— Start TEXT PASSAGE —
12.8 Section 4.6: When Greedy Fails - Correctness and Limitations

12.8.1 Common Pitfalls

class GreedyFailures:
    """
    Examples where greedy algorithms fail.
    Understanding these helps recognize when NOT to use greedy.
    """
    
    @staticmethod
    def knapsack_counterexample():
        """
        0/1 Knapsack: Greedy by value/weight ratio fails.
        """
        items = [
            (10, 20, "A"),  # weight=10, value=20, ratio=2.0
            (20, 30, "B"),  # weight=20, value=30, ratio=1.5
            (15, 25, "C"),  # weight=15, value=25, ratio=1.67
        ]
        capacity = 30
        
        # Greedy by ratio: Take A and B (can't fit C)
        greedy_items = ["A", "B"]
        greedy_value = 50
        
        # Optimal: Take B and C
        optimal_items = ["B", "C"]
        optimal_value = 55
        
        return {
            'greedy': (greedy_items, greedy_value),
            'optimal': (optimal_items, optimal_value),
            'greedy_is_optimal': False
        }
    
    @staticmethod
    def shortest_path_negative_weights():
        """
        Dijkstra fails with negative edge weights.
— End TEXT PASSAGE —
— Start DATA SEGMENT —
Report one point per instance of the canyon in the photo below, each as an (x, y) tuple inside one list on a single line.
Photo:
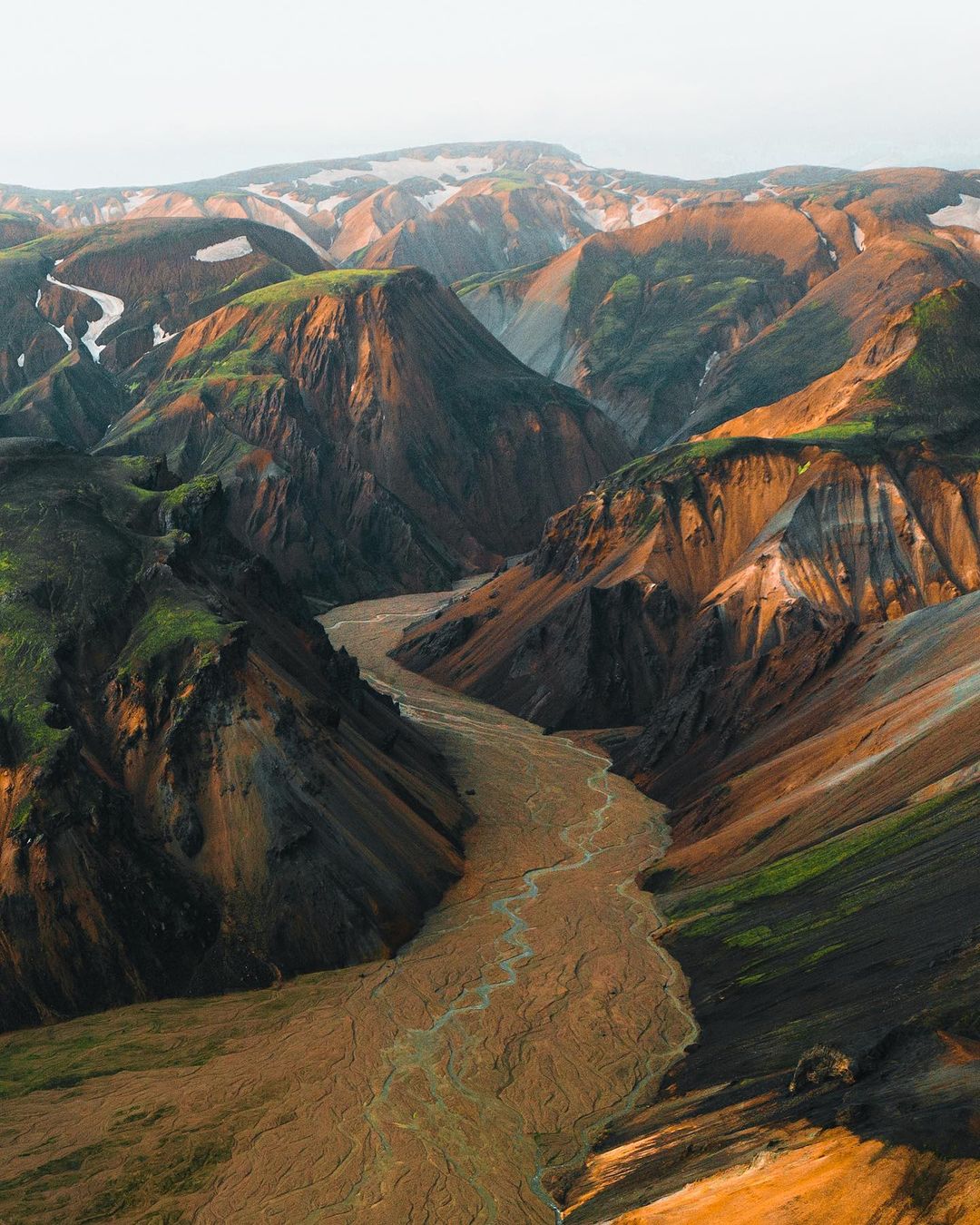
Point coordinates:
[(489, 716)]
— End DATA SEGMENT —
## ACTIONS TO TAKE
[a] Answer the following from the greedy-algorithms excerpt.
(i) What capacity is assigned in the knapsack counterexample?
(ii) What value/weight ratio does the comment give for item "C"?
(iii) With what kind of edge weights does the docstring say Dijkstra fails?
[b] Retype the portion of the greedy-algorithms excerpt starting with "12.8 Section 4.6: When" and going on through "to use greedy.".

## OUTPUTS
[a]
(i) 30
(ii) 1.67
(iii) Negative edge weights

[b]
12.8 Section 4.6: When Greedy Fails - Correctness and Limitations

12.8.1 Common Pitfalls

class GreedyFailures:
    """
    Examples where greedy algorithms fail.
    Understanding these helps recognize when NOT to use greedy.